WHAT TO DO:
Verbatim copy, images omitted: return the full listing.

▼▼▼

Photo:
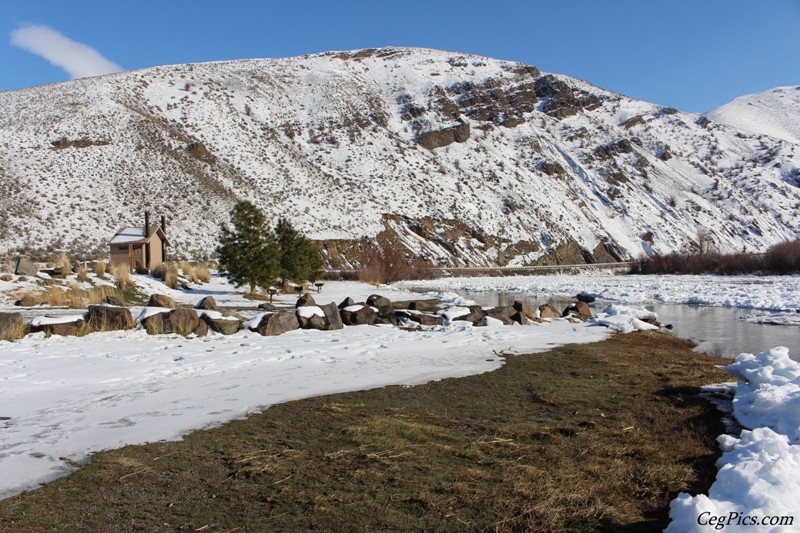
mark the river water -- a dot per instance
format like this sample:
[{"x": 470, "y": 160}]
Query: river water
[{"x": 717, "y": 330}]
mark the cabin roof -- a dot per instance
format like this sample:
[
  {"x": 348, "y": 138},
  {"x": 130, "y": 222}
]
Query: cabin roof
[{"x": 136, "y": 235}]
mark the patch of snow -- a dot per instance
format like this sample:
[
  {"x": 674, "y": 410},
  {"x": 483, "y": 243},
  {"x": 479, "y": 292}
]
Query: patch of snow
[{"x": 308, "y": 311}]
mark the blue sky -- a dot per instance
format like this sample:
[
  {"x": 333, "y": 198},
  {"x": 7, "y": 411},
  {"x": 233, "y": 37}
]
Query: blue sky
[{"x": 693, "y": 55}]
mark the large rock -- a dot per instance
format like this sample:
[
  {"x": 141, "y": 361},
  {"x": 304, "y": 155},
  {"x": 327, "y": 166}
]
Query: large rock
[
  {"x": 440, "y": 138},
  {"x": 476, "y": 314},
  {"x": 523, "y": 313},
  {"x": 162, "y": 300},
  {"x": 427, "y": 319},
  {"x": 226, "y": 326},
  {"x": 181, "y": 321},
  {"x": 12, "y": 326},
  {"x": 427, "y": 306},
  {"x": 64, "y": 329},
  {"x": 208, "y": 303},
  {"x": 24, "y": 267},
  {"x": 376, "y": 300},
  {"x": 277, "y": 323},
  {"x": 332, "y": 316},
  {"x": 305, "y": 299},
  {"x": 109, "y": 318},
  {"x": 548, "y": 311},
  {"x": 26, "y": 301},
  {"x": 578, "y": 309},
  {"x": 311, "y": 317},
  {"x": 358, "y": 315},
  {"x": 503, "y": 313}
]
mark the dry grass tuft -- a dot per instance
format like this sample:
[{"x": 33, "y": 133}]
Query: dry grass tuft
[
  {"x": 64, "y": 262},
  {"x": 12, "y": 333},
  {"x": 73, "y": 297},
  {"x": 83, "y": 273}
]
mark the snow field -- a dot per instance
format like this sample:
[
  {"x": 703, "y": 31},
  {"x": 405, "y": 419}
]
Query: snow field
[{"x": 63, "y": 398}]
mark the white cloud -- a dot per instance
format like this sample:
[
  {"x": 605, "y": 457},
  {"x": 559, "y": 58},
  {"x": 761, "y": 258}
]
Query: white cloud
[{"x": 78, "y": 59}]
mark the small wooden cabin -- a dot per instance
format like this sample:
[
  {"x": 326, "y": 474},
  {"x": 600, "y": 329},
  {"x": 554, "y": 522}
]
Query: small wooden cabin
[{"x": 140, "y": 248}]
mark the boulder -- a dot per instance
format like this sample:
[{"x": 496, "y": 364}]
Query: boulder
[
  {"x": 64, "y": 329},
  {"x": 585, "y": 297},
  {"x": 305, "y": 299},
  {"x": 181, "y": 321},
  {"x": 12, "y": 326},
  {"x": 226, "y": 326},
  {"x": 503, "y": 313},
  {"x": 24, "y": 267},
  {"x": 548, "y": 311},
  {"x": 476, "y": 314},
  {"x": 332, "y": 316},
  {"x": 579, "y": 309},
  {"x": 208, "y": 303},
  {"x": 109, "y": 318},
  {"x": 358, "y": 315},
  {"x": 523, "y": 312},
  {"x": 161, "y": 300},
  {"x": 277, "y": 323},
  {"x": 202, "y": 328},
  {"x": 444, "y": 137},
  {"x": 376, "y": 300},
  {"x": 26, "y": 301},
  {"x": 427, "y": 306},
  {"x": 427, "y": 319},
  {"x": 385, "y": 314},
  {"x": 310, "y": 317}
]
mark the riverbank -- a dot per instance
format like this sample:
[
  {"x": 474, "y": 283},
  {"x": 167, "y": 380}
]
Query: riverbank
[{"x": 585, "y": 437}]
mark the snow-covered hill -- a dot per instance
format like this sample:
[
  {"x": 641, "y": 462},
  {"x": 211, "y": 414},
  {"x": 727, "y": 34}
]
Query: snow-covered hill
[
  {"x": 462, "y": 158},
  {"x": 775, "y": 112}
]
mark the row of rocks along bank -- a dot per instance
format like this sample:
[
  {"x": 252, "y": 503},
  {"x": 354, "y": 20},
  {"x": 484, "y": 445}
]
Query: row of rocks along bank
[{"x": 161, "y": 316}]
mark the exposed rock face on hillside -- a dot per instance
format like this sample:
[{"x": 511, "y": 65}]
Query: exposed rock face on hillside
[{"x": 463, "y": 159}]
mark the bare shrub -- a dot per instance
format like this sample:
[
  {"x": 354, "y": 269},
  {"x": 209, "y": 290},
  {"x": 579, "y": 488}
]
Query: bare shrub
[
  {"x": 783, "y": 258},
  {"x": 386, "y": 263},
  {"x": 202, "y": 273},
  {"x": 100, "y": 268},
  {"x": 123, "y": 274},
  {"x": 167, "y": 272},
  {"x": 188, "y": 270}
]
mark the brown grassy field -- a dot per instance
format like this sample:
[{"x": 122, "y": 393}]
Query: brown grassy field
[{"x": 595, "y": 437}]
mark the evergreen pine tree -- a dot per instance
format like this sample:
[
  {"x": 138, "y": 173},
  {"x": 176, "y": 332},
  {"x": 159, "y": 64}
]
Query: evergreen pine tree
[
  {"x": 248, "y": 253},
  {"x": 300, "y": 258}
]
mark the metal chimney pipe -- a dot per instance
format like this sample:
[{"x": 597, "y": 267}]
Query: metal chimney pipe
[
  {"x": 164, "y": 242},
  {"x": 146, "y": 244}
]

▲▲▲

TASK RESULT:
Photo:
mark the river water -- a dot per instance
format like this sample:
[{"x": 470, "y": 160}]
Query: river water
[{"x": 717, "y": 330}]
mark the cabin roof -- a dot per instance
format like this sample:
[
  {"x": 348, "y": 138},
  {"x": 130, "y": 222}
]
Query: cabin roof
[{"x": 136, "y": 235}]
mark the patch of snow -- a dot per instance
format like this sample:
[
  {"x": 674, "y": 410},
  {"x": 483, "y": 243},
  {"x": 479, "y": 292}
]
Query: patch of snow
[{"x": 308, "y": 311}]
mark the blue sky -- a dot per instance
format like this sample:
[
  {"x": 333, "y": 198},
  {"x": 7, "y": 411},
  {"x": 233, "y": 37}
]
Query: blue sky
[{"x": 693, "y": 55}]
mark the large rock -- a dot per instance
format like this sample:
[
  {"x": 141, "y": 361},
  {"x": 304, "y": 155},
  {"x": 327, "y": 166}
]
Query: large rock
[
  {"x": 440, "y": 138},
  {"x": 476, "y": 314},
  {"x": 523, "y": 313},
  {"x": 162, "y": 300},
  {"x": 427, "y": 319},
  {"x": 226, "y": 326},
  {"x": 181, "y": 321},
  {"x": 12, "y": 326},
  {"x": 427, "y": 306},
  {"x": 64, "y": 329},
  {"x": 208, "y": 303},
  {"x": 24, "y": 267},
  {"x": 376, "y": 300},
  {"x": 277, "y": 323},
  {"x": 332, "y": 316},
  {"x": 305, "y": 299},
  {"x": 109, "y": 318},
  {"x": 548, "y": 311},
  {"x": 26, "y": 301},
  {"x": 578, "y": 309},
  {"x": 311, "y": 317},
  {"x": 358, "y": 315},
  {"x": 503, "y": 313}
]
mark the dry grass tuft -- a dot per instance
format like this sample:
[{"x": 33, "y": 133}]
Query: dry grass tuft
[
  {"x": 64, "y": 262},
  {"x": 12, "y": 333},
  {"x": 73, "y": 297},
  {"x": 83, "y": 273}
]
mark the snow field -- a dot per instance
format like this sample:
[
  {"x": 703, "y": 31},
  {"x": 405, "y": 419}
]
Query: snow field
[{"x": 63, "y": 398}]
mark the white cloud -- a dot per instance
format like this sample:
[
  {"x": 605, "y": 457},
  {"x": 559, "y": 58},
  {"x": 761, "y": 258}
]
Query: white cloud
[{"x": 78, "y": 59}]
mark the small wooden cabin -- a dot per instance
format like this sample:
[
  {"x": 326, "y": 474},
  {"x": 600, "y": 329},
  {"x": 554, "y": 522}
]
Query: small wooden cabin
[{"x": 140, "y": 248}]
mark the boulder -- a dot per instance
format like this sample:
[{"x": 496, "y": 364}]
Query: boulder
[
  {"x": 64, "y": 329},
  {"x": 585, "y": 297},
  {"x": 305, "y": 299},
  {"x": 181, "y": 321},
  {"x": 12, "y": 326},
  {"x": 226, "y": 326},
  {"x": 503, "y": 313},
  {"x": 24, "y": 267},
  {"x": 548, "y": 311},
  {"x": 476, "y": 314},
  {"x": 332, "y": 316},
  {"x": 579, "y": 309},
  {"x": 208, "y": 303},
  {"x": 109, "y": 318},
  {"x": 358, "y": 315},
  {"x": 523, "y": 312},
  {"x": 161, "y": 300},
  {"x": 277, "y": 323},
  {"x": 202, "y": 328},
  {"x": 444, "y": 137},
  {"x": 376, "y": 300},
  {"x": 26, "y": 301},
  {"x": 427, "y": 306},
  {"x": 427, "y": 319},
  {"x": 385, "y": 314},
  {"x": 310, "y": 317}
]
mark the riverbank -- a dot per instance
format like this sample:
[
  {"x": 474, "y": 283},
  {"x": 167, "y": 380}
]
Query: riverbank
[{"x": 585, "y": 437}]
mark the snow-covered hill -- a dot per instance
format like this sample:
[
  {"x": 641, "y": 462},
  {"x": 211, "y": 414},
  {"x": 727, "y": 34}
]
Query: snow-covered hill
[
  {"x": 462, "y": 158},
  {"x": 775, "y": 112}
]
mark the row of rocks along bank -- a dot per instance
format like this sample:
[
  {"x": 252, "y": 503},
  {"x": 354, "y": 20},
  {"x": 484, "y": 445}
]
Query: row of rocks along bank
[{"x": 161, "y": 316}]
mark the exposed rock face on hillside -- a dot per instance
format like this sample:
[{"x": 511, "y": 65}]
Query: exposed rock face on hillside
[{"x": 463, "y": 159}]
mark the bare shrub -- a dot per instance
format like this sample:
[
  {"x": 354, "y": 269},
  {"x": 209, "y": 290},
  {"x": 579, "y": 488}
]
Query: bare shrub
[
  {"x": 783, "y": 258},
  {"x": 386, "y": 263},
  {"x": 202, "y": 273},
  {"x": 100, "y": 268},
  {"x": 123, "y": 274},
  {"x": 167, "y": 272},
  {"x": 188, "y": 270}
]
mark the brown grassy field -- a dot per instance
format like this sample:
[{"x": 122, "y": 393}]
Query: brown grassy field
[{"x": 595, "y": 437}]
mark the evergreen pine tree -- a dot per instance
format like this sample:
[
  {"x": 138, "y": 173},
  {"x": 176, "y": 332},
  {"x": 159, "y": 64}
]
Query: evergreen pine tree
[
  {"x": 248, "y": 253},
  {"x": 300, "y": 258}
]
mark the metal chimney pipe -- a dot per instance
format like this sample:
[{"x": 597, "y": 267}]
Query: metal chimney pipe
[
  {"x": 164, "y": 242},
  {"x": 146, "y": 244}
]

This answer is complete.